Please give everything from the line containing "entry: blue sign with logo" down to the line containing "M 662 82 L 658" again, swapping "sign" for "placard" and leaving the rest of that data unchanged.

===== DATASET =====

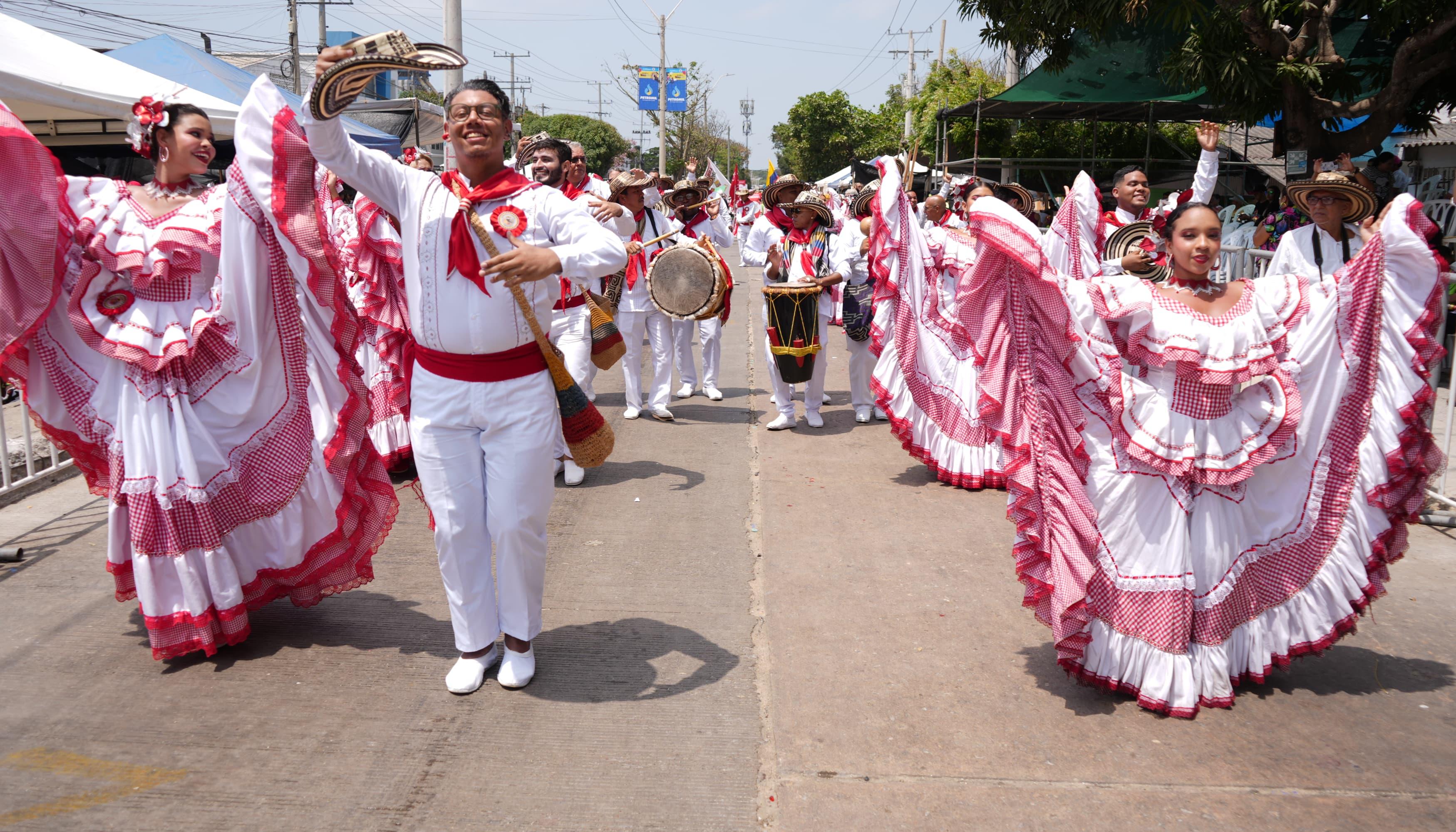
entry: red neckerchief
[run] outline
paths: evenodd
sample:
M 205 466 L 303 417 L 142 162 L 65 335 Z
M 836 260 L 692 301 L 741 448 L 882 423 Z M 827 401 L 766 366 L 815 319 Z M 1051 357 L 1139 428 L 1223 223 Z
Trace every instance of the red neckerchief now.
M 1149 216 L 1152 216 L 1152 211 L 1144 207 L 1143 211 L 1140 214 L 1137 214 L 1137 219 L 1133 220 L 1133 221 L 1136 223 L 1139 220 L 1146 220 Z M 1112 208 L 1111 211 L 1104 211 L 1102 213 L 1102 219 L 1107 220 L 1107 223 L 1109 226 L 1114 226 L 1114 227 L 1118 227 L 1118 229 L 1127 224 L 1127 223 L 1124 223 L 1123 220 L 1118 219 L 1117 208 Z
M 697 239 L 697 232 L 693 230 L 693 226 L 706 219 L 708 219 L 708 211 L 697 208 L 696 211 L 693 211 L 692 217 L 683 220 L 683 233 L 693 239 Z
M 810 246 L 810 240 L 814 238 L 817 229 L 794 229 L 789 232 L 788 240 L 792 245 L 799 246 L 799 265 L 804 268 L 807 277 L 814 277 L 814 251 Z M 789 275 L 783 275 L 788 278 Z
M 783 211 L 783 205 L 775 205 L 772 211 L 764 214 L 764 217 L 767 217 L 769 221 L 778 226 L 778 229 L 783 233 L 794 230 L 794 219 Z
M 587 184 L 587 181 L 585 181 L 585 179 L 582 179 L 582 181 L 581 181 L 581 184 L 582 184 L 582 185 L 585 185 L 585 184 Z M 562 178 L 561 178 L 561 192 L 562 192 L 562 194 L 566 194 L 566 198 L 568 198 L 568 200 L 571 200 L 572 203 L 575 203 L 575 201 L 577 201 L 577 197 L 579 197 L 579 195 L 585 194 L 585 191 L 584 191 L 584 189 L 581 189 L 581 188 L 578 188 L 578 187 L 572 185 L 572 184 L 571 184 L 571 179 L 568 179 L 568 178 L 565 178 L 565 176 L 562 176 Z
M 642 242 L 642 223 L 646 221 L 646 208 L 632 214 L 632 219 L 636 220 L 638 224 L 636 230 L 632 232 L 632 242 L 639 243 Z M 644 249 L 628 258 L 628 291 L 632 291 L 632 287 L 636 286 L 636 278 L 645 274 L 646 251 Z
M 446 170 L 440 176 L 446 188 L 450 188 L 453 194 L 456 188 L 464 191 L 466 179 L 459 170 Z M 514 197 L 521 191 L 534 188 L 537 182 L 531 182 L 526 176 L 521 176 L 510 168 L 502 168 L 494 176 L 480 182 L 475 188 L 466 191 L 460 198 L 469 200 L 473 205 L 475 203 L 486 203 L 489 200 L 502 200 L 505 197 Z M 446 275 L 450 271 L 459 271 L 460 277 L 476 284 L 486 294 L 491 291 L 485 287 L 485 278 L 480 277 L 480 255 L 475 251 L 475 232 L 470 230 L 470 220 L 466 219 L 464 211 L 456 211 L 453 220 L 450 220 L 450 259 L 446 267 Z

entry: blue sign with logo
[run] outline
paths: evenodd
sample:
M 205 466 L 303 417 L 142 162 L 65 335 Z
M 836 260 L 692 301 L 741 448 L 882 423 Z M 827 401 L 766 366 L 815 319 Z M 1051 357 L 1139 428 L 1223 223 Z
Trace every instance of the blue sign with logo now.
M 662 82 L 658 67 L 638 67 L 638 109 L 657 109 Z M 667 70 L 667 111 L 687 111 L 687 71 L 681 67 Z

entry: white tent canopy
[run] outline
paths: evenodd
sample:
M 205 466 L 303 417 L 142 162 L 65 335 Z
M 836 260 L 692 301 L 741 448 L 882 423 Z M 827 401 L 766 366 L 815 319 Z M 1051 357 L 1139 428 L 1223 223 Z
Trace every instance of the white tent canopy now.
M 872 165 L 872 163 L 874 163 L 874 160 L 865 162 L 865 165 Z M 920 165 L 919 162 L 914 163 L 914 172 L 916 173 L 925 173 L 926 170 L 929 170 L 929 168 L 926 168 L 925 165 Z M 814 184 L 820 185 L 820 187 L 826 187 L 826 188 L 840 188 L 843 185 L 849 185 L 849 182 L 853 178 L 855 178 L 855 168 L 849 166 L 849 168 L 842 168 L 839 170 L 834 170 L 828 176 L 824 176 L 823 179 L 817 179 Z
M 237 105 L 0 15 L 0 101 L 42 144 L 124 143 L 144 95 L 201 106 L 218 138 L 233 136 Z

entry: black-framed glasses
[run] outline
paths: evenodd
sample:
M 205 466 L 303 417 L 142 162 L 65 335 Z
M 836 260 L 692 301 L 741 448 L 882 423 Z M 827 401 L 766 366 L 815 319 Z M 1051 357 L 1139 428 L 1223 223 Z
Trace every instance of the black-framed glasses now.
M 475 112 L 480 117 L 480 121 L 496 121 L 501 118 L 501 108 L 494 103 L 457 103 L 450 108 L 450 121 L 460 124 L 470 121 L 470 114 Z

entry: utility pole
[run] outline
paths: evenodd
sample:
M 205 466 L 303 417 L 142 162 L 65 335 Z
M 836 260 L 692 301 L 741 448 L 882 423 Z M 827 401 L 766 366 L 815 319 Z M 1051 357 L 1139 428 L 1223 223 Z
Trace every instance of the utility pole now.
M 906 73 L 904 80 L 900 82 L 900 95 L 904 96 L 906 103 L 909 103 L 910 99 L 914 98 L 917 92 L 920 92 L 916 87 L 916 83 L 914 83 L 914 57 L 917 54 L 925 55 L 926 58 L 930 57 L 930 50 L 916 50 L 914 48 L 914 36 L 916 35 L 929 35 L 930 32 L 932 32 L 932 29 L 926 29 L 923 32 L 914 32 L 914 31 L 909 31 L 907 32 L 904 29 L 900 29 L 898 32 L 891 32 L 890 29 L 885 29 L 887 35 L 909 35 L 910 36 L 910 48 L 909 50 L 890 50 L 891 55 L 909 55 L 910 57 L 909 71 Z
M 654 12 L 646 0 L 642 0 L 642 4 L 657 19 L 657 173 L 667 176 L 667 20 L 677 13 L 677 6 L 681 6 L 683 0 L 677 0 L 677 6 L 667 15 Z
M 597 85 L 597 121 L 607 119 L 607 111 L 601 108 L 601 87 L 607 86 L 610 82 L 584 82 Z M 591 103 L 590 101 L 587 103 Z M 607 103 L 612 103 L 610 101 Z
M 1006 89 L 1016 86 L 1021 82 L 1021 61 L 1016 58 L 1016 47 L 1006 44 Z M 1012 133 L 1021 130 L 1021 121 L 1018 119 L 1012 125 Z M 1002 182 L 1010 182 L 1016 176 L 1016 169 L 1010 165 L 1002 165 Z
M 293 60 L 293 95 L 300 95 L 298 86 L 298 0 L 288 0 L 288 55 Z
M 441 0 L 444 10 L 444 41 L 446 45 L 457 52 L 464 51 L 464 38 L 460 31 L 460 0 Z M 464 80 L 464 70 L 446 70 L 446 95 L 460 86 Z

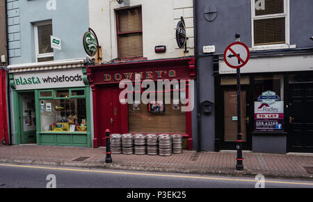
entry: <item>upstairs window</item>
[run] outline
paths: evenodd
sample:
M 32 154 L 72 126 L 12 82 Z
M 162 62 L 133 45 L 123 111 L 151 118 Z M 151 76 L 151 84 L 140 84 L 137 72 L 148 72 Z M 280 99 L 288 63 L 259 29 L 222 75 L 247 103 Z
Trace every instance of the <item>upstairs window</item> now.
M 253 45 L 289 43 L 288 0 L 252 0 Z
M 116 10 L 119 58 L 143 56 L 141 7 Z
M 35 49 L 36 62 L 54 61 L 54 49 L 51 47 L 52 22 L 46 22 L 34 24 Z

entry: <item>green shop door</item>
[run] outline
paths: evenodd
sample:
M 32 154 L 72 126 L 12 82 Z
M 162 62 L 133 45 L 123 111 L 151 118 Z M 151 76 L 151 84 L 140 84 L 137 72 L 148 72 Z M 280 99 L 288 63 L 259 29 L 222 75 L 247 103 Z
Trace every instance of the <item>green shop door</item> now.
M 21 143 L 36 143 L 35 93 L 19 93 L 18 96 Z

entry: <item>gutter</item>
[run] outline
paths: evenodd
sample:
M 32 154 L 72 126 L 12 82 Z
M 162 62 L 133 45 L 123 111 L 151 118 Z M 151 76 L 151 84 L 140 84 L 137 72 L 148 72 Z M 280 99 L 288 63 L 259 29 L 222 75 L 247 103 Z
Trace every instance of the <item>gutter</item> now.
M 194 40 L 195 40 L 195 59 L 197 72 L 197 81 L 196 81 L 196 96 L 197 96 L 197 130 L 198 130 L 198 148 L 197 152 L 201 152 L 201 106 L 200 106 L 200 75 L 199 68 L 198 68 L 198 63 L 199 59 L 198 53 L 198 0 L 193 0 L 193 18 L 194 18 Z

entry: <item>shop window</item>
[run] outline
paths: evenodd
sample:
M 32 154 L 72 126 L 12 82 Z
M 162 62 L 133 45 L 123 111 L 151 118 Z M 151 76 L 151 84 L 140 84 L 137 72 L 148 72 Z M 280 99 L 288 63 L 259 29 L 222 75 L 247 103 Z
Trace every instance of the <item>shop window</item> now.
M 119 58 L 143 56 L 141 7 L 116 10 Z
M 240 84 L 250 84 L 250 77 L 243 77 L 241 76 L 240 78 Z M 234 77 L 223 77 L 220 79 L 220 85 L 226 86 L 226 85 L 236 85 L 237 84 L 237 78 Z
M 54 61 L 54 49 L 51 47 L 52 36 L 51 21 L 34 24 L 35 49 L 37 62 Z
M 147 104 L 134 101 L 129 104 L 129 132 L 186 134 L 186 112 L 181 111 L 179 100 L 173 99 L 173 94 L 170 94 L 169 104 L 162 101 Z
M 66 90 L 56 90 L 54 91 L 56 98 L 70 98 L 70 92 L 68 89 Z
M 40 100 L 43 132 L 84 132 L 86 126 L 86 99 Z
M 289 44 L 288 2 L 252 1 L 253 45 Z
M 52 98 L 52 91 L 41 91 L 39 92 L 40 98 Z
M 84 89 L 43 90 L 39 94 L 42 132 L 87 131 Z
M 71 96 L 85 96 L 85 90 L 71 90 Z

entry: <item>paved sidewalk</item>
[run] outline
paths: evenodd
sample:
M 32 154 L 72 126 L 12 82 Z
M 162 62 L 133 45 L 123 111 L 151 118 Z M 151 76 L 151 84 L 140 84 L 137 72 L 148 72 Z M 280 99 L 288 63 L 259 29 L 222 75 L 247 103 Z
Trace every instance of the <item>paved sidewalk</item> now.
M 277 155 L 243 153 L 244 171 L 235 171 L 236 153 L 232 151 L 201 152 L 184 150 L 168 157 L 112 155 L 113 163 L 105 163 L 105 148 L 43 146 L 0 146 L 0 163 L 18 163 L 145 171 L 177 172 L 232 176 L 258 173 L 271 178 L 306 178 L 313 180 L 305 166 L 313 167 L 313 155 Z M 83 161 L 74 161 L 80 157 Z M 312 169 L 313 170 L 313 168 Z

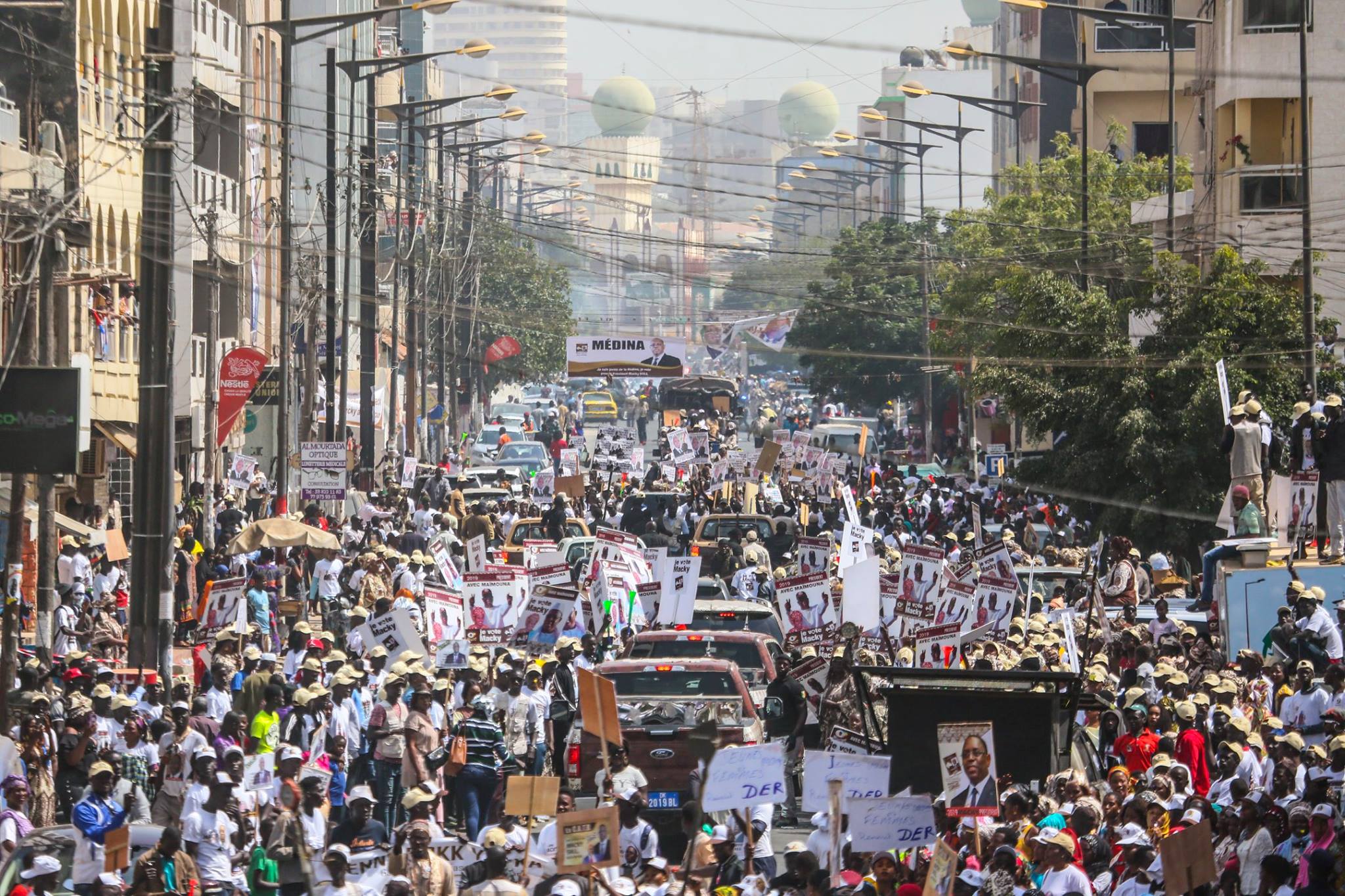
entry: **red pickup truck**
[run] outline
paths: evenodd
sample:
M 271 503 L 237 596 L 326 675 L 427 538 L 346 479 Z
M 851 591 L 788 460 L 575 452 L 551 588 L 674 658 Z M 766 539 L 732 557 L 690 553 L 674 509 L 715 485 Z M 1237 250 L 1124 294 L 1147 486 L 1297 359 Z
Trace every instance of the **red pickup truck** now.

=====

_RESPONSE_
entry: blue placard with logo
[run] outline
paths: evenodd
sample:
M 205 466 L 303 417 L 142 162 L 65 335 Z
M 836 260 L 692 301 L 741 448 L 882 423 Z M 827 401 L 766 366 L 815 319 Z M 1051 357 L 1139 428 L 1223 223 Z
Trace every instance of the blue placard with logo now.
M 662 82 L 658 67 L 638 67 L 638 109 L 657 109 Z M 667 70 L 667 111 L 687 111 L 687 71 L 681 67 Z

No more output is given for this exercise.